◆ **Aim of the exercise**
Edit the items below by replacing every "rough mask" with "coarse mask" and leaving everything else unchanged. Leave the pictures out of your answer.

[Collected data]
---------------

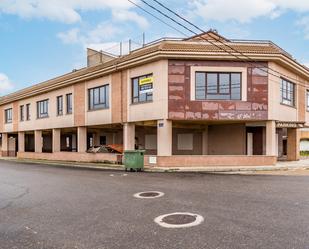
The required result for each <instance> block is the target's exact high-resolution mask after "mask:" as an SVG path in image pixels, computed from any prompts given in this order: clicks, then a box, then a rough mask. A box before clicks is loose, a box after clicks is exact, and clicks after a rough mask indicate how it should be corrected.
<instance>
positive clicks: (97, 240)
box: [0, 161, 309, 249]
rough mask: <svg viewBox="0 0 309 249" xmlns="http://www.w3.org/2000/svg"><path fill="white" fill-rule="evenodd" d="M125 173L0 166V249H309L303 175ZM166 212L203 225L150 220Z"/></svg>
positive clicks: (305, 204)
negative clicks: (171, 223)
mask: <svg viewBox="0 0 309 249" xmlns="http://www.w3.org/2000/svg"><path fill="white" fill-rule="evenodd" d="M123 174H124V172H108V171H104V172H103V171H87V170H74V169H64V168H55V167H49V166H40V165H29V164H17V163H13V162H4V161H0V248H1V249H6V248H8V249H13V248H20V249H27V248H44V249H49V248H90V249H99V248H100V249H103V248H106V249H116V248H117V249H118V248H121V249H122V248H124V249H131V248H132V249H139V248H140V249H148V248H149V249H150V248H155V249H165V248H166V249H182V248H184V249H193V248H194V249H195V248H196V249H204V248H229V249H230V248H246V249H247V248H250V249H254V248H263V249H266V248H272V249H273V248H280V249H284V248H287V249H290V248H306V249H308V248H309V176H271V175H267V176H264V175H255V176H250V175H210V174H189V173H188V174H186V173H174V174H164V173H161V174H159V173H128V175H126V176H125V175H123ZM148 190H157V191H162V192H164V193H165V195H164V196H163V197H161V198H158V199H151V200H145V199H136V198H134V197H133V194H134V193H136V192H141V191H148ZM172 212H192V213H197V214H200V215H202V216H203V217H204V219H205V220H204V222H203V223H202V224H201V225H199V226H196V227H191V228H181V229H179V228H178V229H169V228H163V227H160V226H159V225H157V224H156V223H154V221H153V220H154V218H155V217H157V216H159V215H162V214H166V213H172Z"/></svg>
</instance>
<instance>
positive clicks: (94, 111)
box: [88, 107, 109, 112]
mask: <svg viewBox="0 0 309 249" xmlns="http://www.w3.org/2000/svg"><path fill="white" fill-rule="evenodd" d="M102 110H109V107H103V108H96V109H88V112H95V111H102Z"/></svg>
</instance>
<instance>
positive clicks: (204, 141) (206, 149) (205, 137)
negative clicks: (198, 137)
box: [202, 126, 208, 155]
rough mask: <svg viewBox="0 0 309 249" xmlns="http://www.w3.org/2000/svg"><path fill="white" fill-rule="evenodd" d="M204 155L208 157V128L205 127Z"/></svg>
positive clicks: (203, 140)
mask: <svg viewBox="0 0 309 249" xmlns="http://www.w3.org/2000/svg"><path fill="white" fill-rule="evenodd" d="M202 139H203V140H202V146H203V148H202V154H203V155H208V126H207V127H205V129H204V131H203V134H202Z"/></svg>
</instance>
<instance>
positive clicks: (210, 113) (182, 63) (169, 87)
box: [168, 60, 268, 121]
mask: <svg viewBox="0 0 309 249" xmlns="http://www.w3.org/2000/svg"><path fill="white" fill-rule="evenodd" d="M266 65H267V64H266V63H265V66H266ZM191 66H211V67H220V66H221V67H246V68H247V72H248V75H247V79H248V82H247V89H248V90H247V101H246V102H243V101H191V100H190V81H191ZM168 81H169V82H168V86H169V101H168V105H169V106H168V110H169V111H168V112H169V113H168V116H169V119H172V120H250V121H253V120H267V117H268V76H267V75H266V76H265V75H263V74H261V73H259V71H258V70H255V69H253V68H252V64H245V63H241V62H216V61H177V60H172V61H169V80H168Z"/></svg>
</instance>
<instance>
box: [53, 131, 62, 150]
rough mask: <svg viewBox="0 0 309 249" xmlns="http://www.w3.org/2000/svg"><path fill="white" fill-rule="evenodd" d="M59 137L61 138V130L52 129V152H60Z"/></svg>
mask: <svg viewBox="0 0 309 249" xmlns="http://www.w3.org/2000/svg"><path fill="white" fill-rule="evenodd" d="M60 139H61V130H60V129H53V153H54V152H60V150H61V148H60V143H61V142H60Z"/></svg>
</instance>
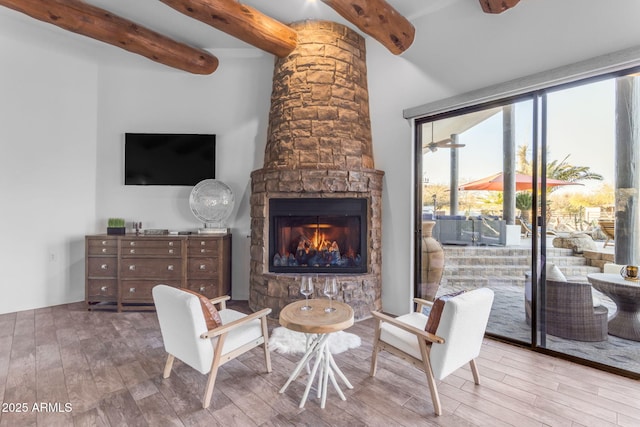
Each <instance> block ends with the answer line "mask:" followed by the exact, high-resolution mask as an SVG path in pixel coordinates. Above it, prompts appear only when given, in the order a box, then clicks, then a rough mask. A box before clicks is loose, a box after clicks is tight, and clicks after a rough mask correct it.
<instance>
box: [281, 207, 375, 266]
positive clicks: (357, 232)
mask: <svg viewBox="0 0 640 427" xmlns="http://www.w3.org/2000/svg"><path fill="white" fill-rule="evenodd" d="M366 205H367V201H366V199H351V198H349V199H340V198H338V199H304V198H303V199H271V200H270V201H269V271H271V272H276V273H284V272H295V273H336V274H340V273H365V272H366V271H367V263H366V256H367V252H366V247H367V246H366V235H367V233H366V229H367V226H366Z"/></svg>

---------------

◆ **Output of the task**
The required result for each <instance> block is the target's exact high-resolution mask after "mask:" as an SVG path in image pixels, computed from any prompts given in this order: clicks, then a box, then a coarse mask. A box before clicks is loose, a box after clicks is exact, and clicks after a coarse mask indicate how it should be corrected.
<instance>
positive clicks: (97, 240)
box: [0, 161, 309, 249]
coarse mask: <svg viewBox="0 0 309 249" xmlns="http://www.w3.org/2000/svg"><path fill="white" fill-rule="evenodd" d="M125 173L0 166V249H309L303 175ZM166 212L203 225L150 220Z"/></svg>
positive clicks: (305, 204)
negative clicks: (171, 223)
mask: <svg viewBox="0 0 309 249" xmlns="http://www.w3.org/2000/svg"><path fill="white" fill-rule="evenodd" d="M123 174H124V172H108V171H104V172H103V171H87V170H74V169H64V168H55V167H49V166H40V165H29V164H17V163H13V162H4V161H0V248H1V249H6V248H8V249H13V248H20V249H27V248H44V249H49V248H90V249H99V248H100V249H103V248H106V249H116V248H117V249H118V248H121V249H122V248H124V249H131V248H132V249H139V248H140V249H148V248H149V249H150V248H155V249H165V248H166V249H182V248H184V249H193V248H194V249H195V248H196V249H204V248H229V249H230V248H246V249H247V248H250V249H254V248H263V249H266V248H272V249H273V248H280V249H284V248H287V249H290V248H306V249H308V248H309V176H271V175H267V176H264V175H255V176H250V175H210V174H189V173H188V174H186V173H174V174H164V173H161V174H159V173H128V175H126V176H125V175H123ZM148 190H157V191H162V192H164V193H165V195H164V196H163V197H161V198H158V199H151V200H145V199H136V198H134V197H133V194H134V193H136V192H141V191H148ZM172 212H192V213H197V214H200V215H202V216H203V217H204V219H205V220H204V222H203V223H202V224H201V225H199V226H196V227H191V228H181V229H179V228H178V229H169V228H163V227H160V226H159V225H157V224H156V223H154V221H153V220H154V218H155V217H157V216H159V215H162V214H166V213H172Z"/></svg>
</instance>
<instance>
positive clicks: (94, 111)
box: [88, 107, 109, 112]
mask: <svg viewBox="0 0 309 249" xmlns="http://www.w3.org/2000/svg"><path fill="white" fill-rule="evenodd" d="M102 110H109V107H103V108H96V109H88V112H95V111H102Z"/></svg>
</instance>
<instance>
positive clicks: (204, 141) (206, 149) (205, 137)
negative clicks: (198, 137)
box: [202, 126, 208, 155]
coarse mask: <svg viewBox="0 0 309 249" xmlns="http://www.w3.org/2000/svg"><path fill="white" fill-rule="evenodd" d="M204 155L208 157V128L205 127Z"/></svg>
positive clicks: (203, 140)
mask: <svg viewBox="0 0 309 249" xmlns="http://www.w3.org/2000/svg"><path fill="white" fill-rule="evenodd" d="M202 139H203V140H202V146H203V148H202V154H203V155H208V126H207V127H205V129H204V131H203V134H202Z"/></svg>
</instance>
<instance>
positive clicks: (210, 113) (182, 63) (169, 87)
box: [168, 60, 268, 121]
mask: <svg viewBox="0 0 309 249" xmlns="http://www.w3.org/2000/svg"><path fill="white" fill-rule="evenodd" d="M266 65H267V64H266V63H265V66H266ZM191 66H211V67H220V66H221V67H246V68H247V72H248V75H247V79H248V82H247V89H248V90H247V101H246V102H243V101H191V100H190V81H191ZM168 81H169V82H168V86H169V101H168V105H169V106H168V110H169V111H168V112H169V113H168V116H169V119H172V120H250V121H253V120H267V117H268V76H267V75H266V76H265V75H263V74H261V73H259V71H258V70H255V69H253V68H252V64H245V63H241V62H216V61H177V60H172V61H169V80H168Z"/></svg>
</instance>
<instance>
box: [53, 131, 62, 150]
coarse mask: <svg viewBox="0 0 309 249" xmlns="http://www.w3.org/2000/svg"><path fill="white" fill-rule="evenodd" d="M59 137L61 138V130L52 129V152H60Z"/></svg>
mask: <svg viewBox="0 0 309 249" xmlns="http://www.w3.org/2000/svg"><path fill="white" fill-rule="evenodd" d="M60 139H61V130H60V129H53V153H54V152H60V150H61V148H60V143H61V142H60Z"/></svg>
</instance>
Each <instance> block ends with the answer line "mask:" followed by the exact, high-resolution mask as an SVG path in pixel coordinates. Above it, prompts appear only when given, in the order a box, then clicks, then a coarse mask. A box before clicks is loose, a box after clicks is tight, and clicks after a coarse mask correct it.
<instance>
box: [281, 207, 375, 266]
positive clicks: (357, 232)
mask: <svg viewBox="0 0 640 427" xmlns="http://www.w3.org/2000/svg"><path fill="white" fill-rule="evenodd" d="M366 205H367V201H366V199H351V198H349V199H340V198H338V199H304V198H303V199H271V200H270V201H269V271H271V272H276V273H284V272H295V273H336V274H340V273H365V272H366V271H367V263H366V256H367V252H366V247H367V246H366V235H367V233H366V229H367V226H366Z"/></svg>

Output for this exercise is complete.